===== Records

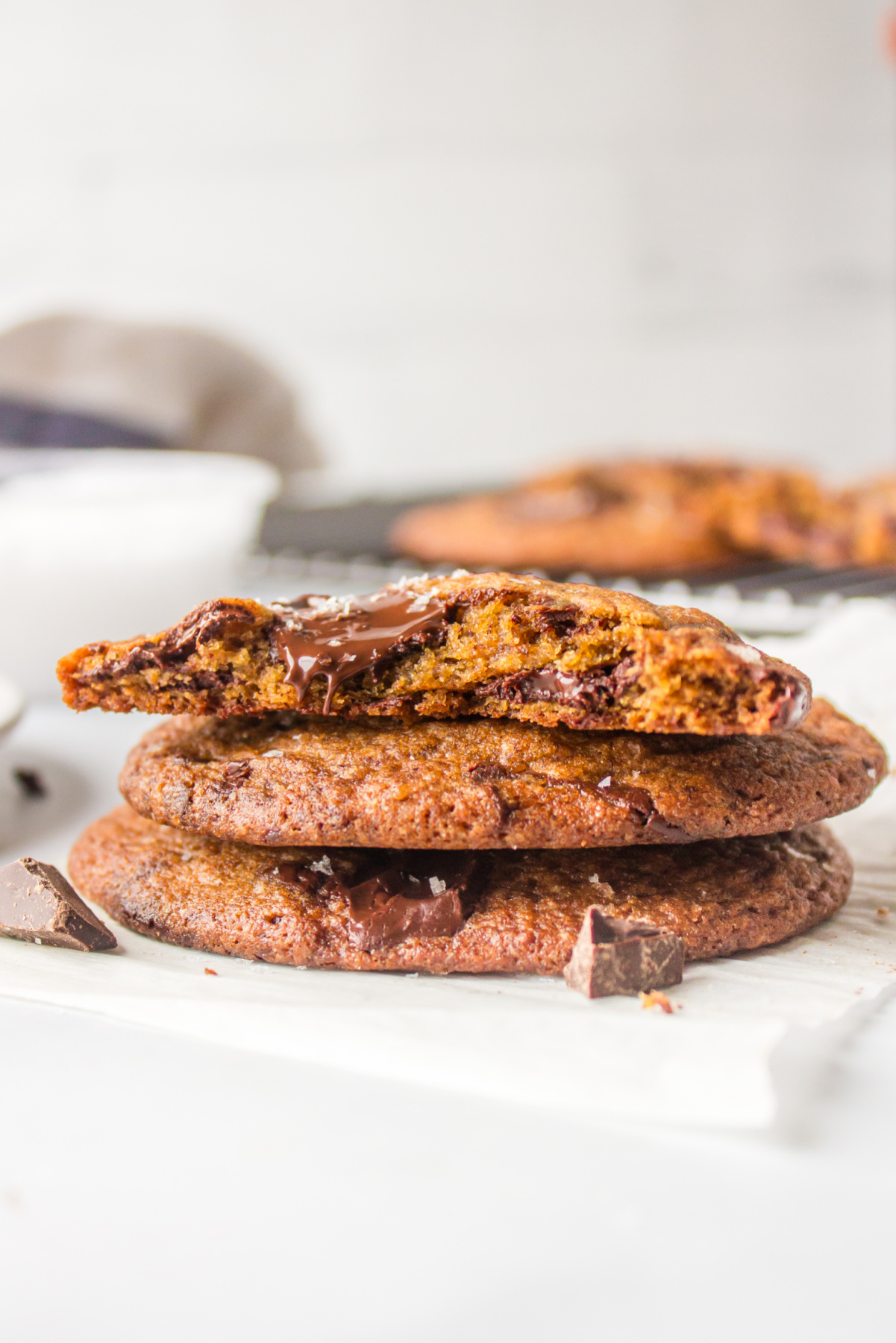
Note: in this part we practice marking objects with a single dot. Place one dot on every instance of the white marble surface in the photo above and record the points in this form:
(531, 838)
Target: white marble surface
(157, 1186)
(478, 235)
(154, 1186)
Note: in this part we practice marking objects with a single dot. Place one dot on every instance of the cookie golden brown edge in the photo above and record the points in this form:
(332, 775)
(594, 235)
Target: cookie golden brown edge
(485, 783)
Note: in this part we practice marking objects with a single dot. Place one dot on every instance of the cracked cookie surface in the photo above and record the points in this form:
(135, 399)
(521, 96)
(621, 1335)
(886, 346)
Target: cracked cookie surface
(519, 911)
(478, 783)
(492, 645)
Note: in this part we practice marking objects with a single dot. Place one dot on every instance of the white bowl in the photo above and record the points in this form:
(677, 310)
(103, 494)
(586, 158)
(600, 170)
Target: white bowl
(116, 544)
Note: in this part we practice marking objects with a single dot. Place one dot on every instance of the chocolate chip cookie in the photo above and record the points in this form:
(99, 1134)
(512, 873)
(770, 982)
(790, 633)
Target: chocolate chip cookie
(492, 645)
(480, 783)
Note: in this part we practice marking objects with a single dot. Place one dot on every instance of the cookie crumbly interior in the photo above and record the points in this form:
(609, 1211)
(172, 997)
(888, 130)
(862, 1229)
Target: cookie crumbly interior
(508, 646)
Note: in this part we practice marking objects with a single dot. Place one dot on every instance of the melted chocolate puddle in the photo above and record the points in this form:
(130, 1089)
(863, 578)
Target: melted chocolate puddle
(421, 895)
(343, 638)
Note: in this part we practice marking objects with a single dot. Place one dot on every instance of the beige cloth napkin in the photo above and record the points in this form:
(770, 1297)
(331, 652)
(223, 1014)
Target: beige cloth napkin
(160, 384)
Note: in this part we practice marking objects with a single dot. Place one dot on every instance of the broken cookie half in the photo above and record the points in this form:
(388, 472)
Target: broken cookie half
(489, 645)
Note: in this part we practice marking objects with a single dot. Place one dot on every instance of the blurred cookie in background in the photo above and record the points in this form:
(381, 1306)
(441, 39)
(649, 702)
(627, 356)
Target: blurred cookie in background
(77, 381)
(636, 516)
(789, 516)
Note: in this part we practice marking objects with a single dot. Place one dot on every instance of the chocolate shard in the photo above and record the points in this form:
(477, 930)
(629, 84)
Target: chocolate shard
(38, 904)
(622, 957)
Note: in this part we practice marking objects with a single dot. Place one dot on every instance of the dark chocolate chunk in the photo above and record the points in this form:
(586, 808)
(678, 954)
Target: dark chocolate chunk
(622, 957)
(339, 639)
(31, 783)
(38, 904)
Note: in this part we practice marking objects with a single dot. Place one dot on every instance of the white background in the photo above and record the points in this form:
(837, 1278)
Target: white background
(478, 233)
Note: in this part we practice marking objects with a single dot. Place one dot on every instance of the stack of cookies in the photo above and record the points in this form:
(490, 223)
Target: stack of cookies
(451, 774)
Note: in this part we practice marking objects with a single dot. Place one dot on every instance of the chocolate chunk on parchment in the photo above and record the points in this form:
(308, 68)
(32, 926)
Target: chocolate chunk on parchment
(622, 957)
(38, 904)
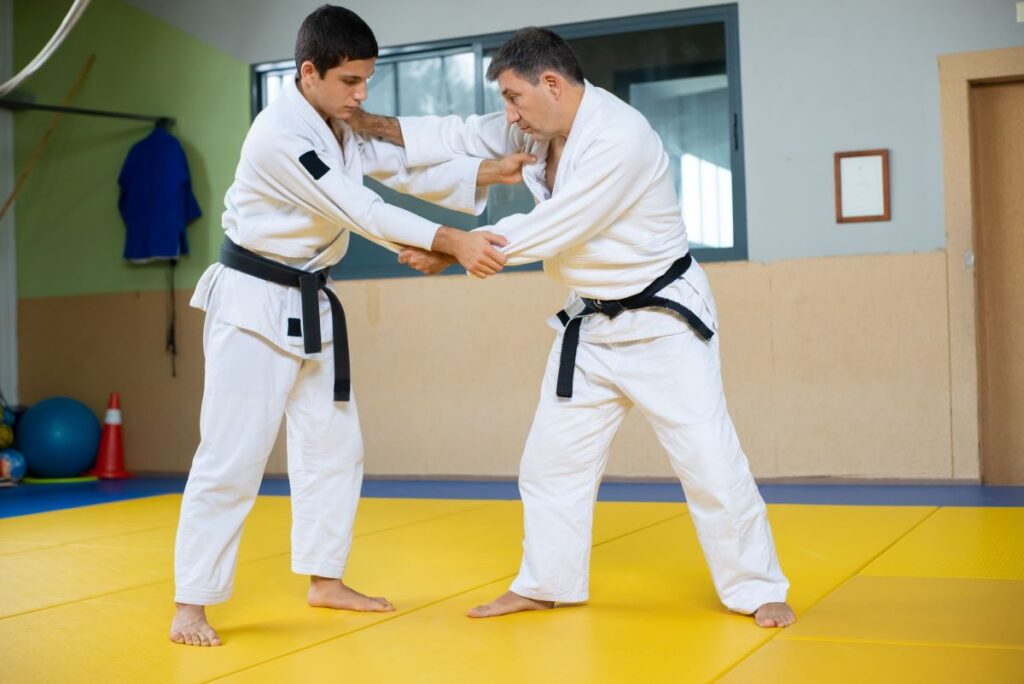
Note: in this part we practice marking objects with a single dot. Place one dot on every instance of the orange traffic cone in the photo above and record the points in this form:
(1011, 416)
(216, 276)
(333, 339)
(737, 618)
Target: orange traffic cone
(111, 457)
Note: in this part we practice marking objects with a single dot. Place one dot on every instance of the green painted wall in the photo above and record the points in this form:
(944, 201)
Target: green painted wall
(70, 233)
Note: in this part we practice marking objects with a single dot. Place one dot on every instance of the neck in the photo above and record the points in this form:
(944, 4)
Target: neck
(573, 95)
(304, 91)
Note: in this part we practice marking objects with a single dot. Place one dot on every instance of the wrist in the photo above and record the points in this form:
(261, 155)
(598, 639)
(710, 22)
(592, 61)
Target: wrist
(446, 241)
(486, 174)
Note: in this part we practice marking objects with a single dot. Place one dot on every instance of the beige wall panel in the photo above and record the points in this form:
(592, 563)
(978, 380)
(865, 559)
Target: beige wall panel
(743, 296)
(862, 367)
(816, 355)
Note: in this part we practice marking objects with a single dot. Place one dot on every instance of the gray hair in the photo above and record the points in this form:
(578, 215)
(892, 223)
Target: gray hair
(531, 51)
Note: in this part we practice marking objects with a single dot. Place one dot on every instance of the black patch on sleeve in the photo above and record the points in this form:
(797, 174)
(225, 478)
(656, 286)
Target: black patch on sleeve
(313, 165)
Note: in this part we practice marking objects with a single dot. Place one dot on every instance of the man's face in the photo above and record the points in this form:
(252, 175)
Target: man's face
(341, 90)
(534, 108)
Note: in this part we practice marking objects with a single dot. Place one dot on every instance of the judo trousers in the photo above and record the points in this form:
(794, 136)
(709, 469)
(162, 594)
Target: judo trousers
(250, 385)
(676, 382)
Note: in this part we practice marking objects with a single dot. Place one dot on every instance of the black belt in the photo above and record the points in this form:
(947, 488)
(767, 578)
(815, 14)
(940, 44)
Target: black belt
(612, 307)
(309, 284)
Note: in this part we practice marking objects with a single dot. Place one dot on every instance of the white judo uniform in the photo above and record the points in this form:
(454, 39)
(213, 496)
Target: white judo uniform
(298, 210)
(609, 227)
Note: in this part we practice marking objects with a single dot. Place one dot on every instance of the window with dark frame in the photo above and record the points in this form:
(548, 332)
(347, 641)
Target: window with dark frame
(680, 69)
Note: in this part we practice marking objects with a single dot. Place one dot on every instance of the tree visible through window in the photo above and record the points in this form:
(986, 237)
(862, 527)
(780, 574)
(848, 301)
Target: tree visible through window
(679, 69)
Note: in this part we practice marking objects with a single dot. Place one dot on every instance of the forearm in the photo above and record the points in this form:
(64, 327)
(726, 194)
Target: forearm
(446, 241)
(491, 173)
(382, 128)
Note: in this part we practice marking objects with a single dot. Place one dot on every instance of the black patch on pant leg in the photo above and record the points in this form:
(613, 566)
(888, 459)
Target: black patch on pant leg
(313, 165)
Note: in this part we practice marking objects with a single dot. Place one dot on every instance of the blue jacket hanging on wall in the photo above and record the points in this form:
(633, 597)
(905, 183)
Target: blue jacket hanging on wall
(157, 204)
(157, 201)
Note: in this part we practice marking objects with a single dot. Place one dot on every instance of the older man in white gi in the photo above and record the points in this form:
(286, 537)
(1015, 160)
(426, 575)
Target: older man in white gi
(274, 338)
(638, 330)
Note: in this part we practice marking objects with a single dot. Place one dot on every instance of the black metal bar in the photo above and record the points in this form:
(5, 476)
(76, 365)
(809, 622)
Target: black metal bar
(16, 105)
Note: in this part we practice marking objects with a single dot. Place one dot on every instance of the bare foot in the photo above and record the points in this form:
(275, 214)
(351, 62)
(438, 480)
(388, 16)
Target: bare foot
(509, 602)
(774, 614)
(328, 593)
(189, 627)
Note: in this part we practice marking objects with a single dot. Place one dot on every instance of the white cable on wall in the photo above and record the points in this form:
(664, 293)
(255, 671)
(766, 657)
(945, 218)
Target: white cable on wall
(74, 14)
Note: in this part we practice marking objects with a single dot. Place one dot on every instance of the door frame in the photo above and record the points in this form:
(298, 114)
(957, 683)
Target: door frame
(957, 74)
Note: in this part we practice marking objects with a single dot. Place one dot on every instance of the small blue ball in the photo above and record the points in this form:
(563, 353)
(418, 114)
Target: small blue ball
(58, 437)
(12, 465)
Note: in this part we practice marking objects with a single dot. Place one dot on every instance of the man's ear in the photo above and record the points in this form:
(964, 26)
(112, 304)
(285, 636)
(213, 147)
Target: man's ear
(553, 83)
(307, 69)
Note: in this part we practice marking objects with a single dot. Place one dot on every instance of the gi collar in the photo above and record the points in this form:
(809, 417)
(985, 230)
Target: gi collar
(301, 107)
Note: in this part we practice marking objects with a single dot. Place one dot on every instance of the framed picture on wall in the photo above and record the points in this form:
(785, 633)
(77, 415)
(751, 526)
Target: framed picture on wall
(862, 185)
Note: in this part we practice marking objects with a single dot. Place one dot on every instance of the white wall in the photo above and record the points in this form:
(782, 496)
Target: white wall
(8, 275)
(818, 77)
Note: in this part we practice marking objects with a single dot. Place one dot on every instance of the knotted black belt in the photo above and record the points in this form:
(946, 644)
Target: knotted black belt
(612, 307)
(309, 284)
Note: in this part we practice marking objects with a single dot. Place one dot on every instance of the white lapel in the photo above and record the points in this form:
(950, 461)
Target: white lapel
(584, 115)
(328, 143)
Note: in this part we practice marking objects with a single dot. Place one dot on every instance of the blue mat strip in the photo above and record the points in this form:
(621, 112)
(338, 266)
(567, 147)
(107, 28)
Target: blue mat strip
(28, 499)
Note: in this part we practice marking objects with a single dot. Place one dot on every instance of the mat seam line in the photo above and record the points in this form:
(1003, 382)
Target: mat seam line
(245, 562)
(419, 608)
(857, 571)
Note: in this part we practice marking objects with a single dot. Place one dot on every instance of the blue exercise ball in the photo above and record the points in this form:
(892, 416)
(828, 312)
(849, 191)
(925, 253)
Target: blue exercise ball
(58, 437)
(11, 465)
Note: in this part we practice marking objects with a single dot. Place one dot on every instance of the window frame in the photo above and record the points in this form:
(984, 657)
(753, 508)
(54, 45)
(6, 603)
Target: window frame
(478, 45)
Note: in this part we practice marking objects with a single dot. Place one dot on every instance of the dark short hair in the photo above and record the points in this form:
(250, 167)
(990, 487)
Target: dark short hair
(531, 51)
(331, 36)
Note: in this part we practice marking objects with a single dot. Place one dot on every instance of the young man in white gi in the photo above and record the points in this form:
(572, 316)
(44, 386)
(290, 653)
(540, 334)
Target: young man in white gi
(274, 337)
(638, 330)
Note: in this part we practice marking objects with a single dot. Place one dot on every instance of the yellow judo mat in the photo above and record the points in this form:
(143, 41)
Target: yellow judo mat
(883, 594)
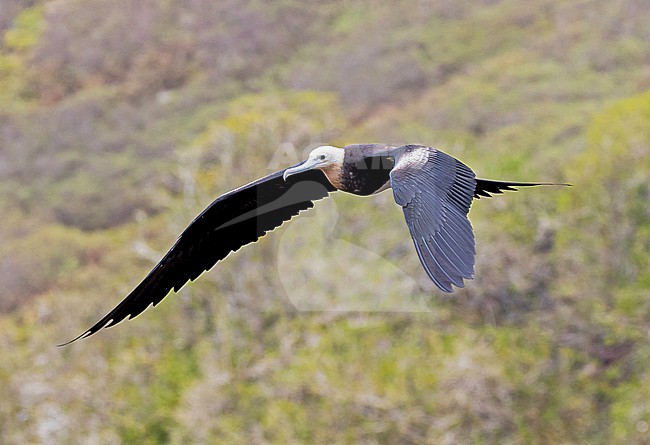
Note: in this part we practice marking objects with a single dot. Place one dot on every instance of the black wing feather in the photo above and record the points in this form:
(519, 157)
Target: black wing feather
(233, 220)
(436, 191)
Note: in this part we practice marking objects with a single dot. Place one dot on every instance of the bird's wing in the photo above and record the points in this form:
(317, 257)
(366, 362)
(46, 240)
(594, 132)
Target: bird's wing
(233, 220)
(435, 192)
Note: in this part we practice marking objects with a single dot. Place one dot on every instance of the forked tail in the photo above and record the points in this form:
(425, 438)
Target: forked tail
(485, 187)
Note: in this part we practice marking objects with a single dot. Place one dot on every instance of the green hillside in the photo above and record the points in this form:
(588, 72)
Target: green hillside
(121, 120)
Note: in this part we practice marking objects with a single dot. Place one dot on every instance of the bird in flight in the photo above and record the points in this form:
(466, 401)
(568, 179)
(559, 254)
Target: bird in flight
(434, 190)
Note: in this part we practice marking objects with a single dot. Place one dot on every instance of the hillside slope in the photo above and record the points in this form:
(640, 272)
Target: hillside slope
(121, 120)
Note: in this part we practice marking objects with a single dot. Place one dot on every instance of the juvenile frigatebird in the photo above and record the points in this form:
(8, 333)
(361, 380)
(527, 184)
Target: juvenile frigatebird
(434, 189)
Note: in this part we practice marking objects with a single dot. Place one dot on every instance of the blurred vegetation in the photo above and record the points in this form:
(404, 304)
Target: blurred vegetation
(121, 120)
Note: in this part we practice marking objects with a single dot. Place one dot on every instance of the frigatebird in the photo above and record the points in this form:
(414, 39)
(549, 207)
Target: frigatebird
(434, 190)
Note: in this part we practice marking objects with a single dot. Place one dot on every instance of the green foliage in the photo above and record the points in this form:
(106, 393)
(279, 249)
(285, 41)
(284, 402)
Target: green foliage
(17, 43)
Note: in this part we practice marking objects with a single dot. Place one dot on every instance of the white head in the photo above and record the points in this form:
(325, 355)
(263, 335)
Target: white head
(320, 157)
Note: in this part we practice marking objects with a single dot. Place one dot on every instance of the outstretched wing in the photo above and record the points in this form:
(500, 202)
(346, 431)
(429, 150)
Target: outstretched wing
(435, 192)
(487, 187)
(233, 220)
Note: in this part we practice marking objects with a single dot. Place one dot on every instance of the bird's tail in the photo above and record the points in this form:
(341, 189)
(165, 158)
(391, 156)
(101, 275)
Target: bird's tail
(486, 187)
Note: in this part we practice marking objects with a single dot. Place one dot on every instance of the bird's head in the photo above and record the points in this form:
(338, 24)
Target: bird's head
(323, 157)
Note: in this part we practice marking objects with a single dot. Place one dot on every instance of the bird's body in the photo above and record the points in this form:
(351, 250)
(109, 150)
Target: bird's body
(434, 189)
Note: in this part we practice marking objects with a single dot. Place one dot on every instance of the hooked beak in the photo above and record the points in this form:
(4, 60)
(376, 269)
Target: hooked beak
(309, 164)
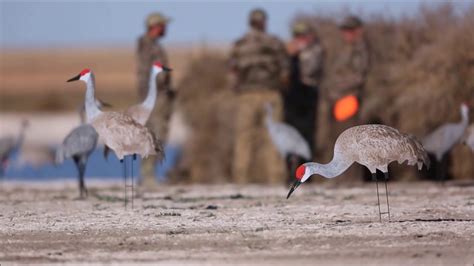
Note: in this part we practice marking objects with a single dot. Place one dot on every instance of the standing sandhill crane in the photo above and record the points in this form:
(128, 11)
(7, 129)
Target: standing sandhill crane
(373, 146)
(443, 139)
(288, 141)
(78, 145)
(468, 137)
(10, 144)
(141, 112)
(119, 131)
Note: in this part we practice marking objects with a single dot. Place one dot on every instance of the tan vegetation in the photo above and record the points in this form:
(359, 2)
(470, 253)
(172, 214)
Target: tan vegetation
(422, 70)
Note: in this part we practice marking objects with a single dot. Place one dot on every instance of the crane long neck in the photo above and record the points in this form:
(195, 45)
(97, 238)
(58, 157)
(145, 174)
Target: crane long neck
(92, 110)
(269, 115)
(335, 167)
(21, 136)
(150, 99)
(465, 118)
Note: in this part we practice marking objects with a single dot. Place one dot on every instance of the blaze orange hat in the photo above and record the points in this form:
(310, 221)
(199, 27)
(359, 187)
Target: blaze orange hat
(345, 108)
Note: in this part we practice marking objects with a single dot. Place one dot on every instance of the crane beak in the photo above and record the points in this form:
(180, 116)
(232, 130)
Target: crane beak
(293, 187)
(74, 78)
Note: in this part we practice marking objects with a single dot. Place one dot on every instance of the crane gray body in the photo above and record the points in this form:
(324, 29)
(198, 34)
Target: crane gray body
(78, 145)
(443, 139)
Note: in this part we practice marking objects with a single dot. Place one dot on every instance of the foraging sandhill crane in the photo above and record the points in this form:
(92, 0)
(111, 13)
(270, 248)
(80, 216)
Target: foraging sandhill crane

==========

Search the data for the string "foraging" and copy out every line where it is found.

Result of this exercise –
Note: in this part we practice marking objects with a single dot. Place one dot on every instance of the foraging sandhill crane in the photo above and record the points in this form:
Target: foraging sandhill crane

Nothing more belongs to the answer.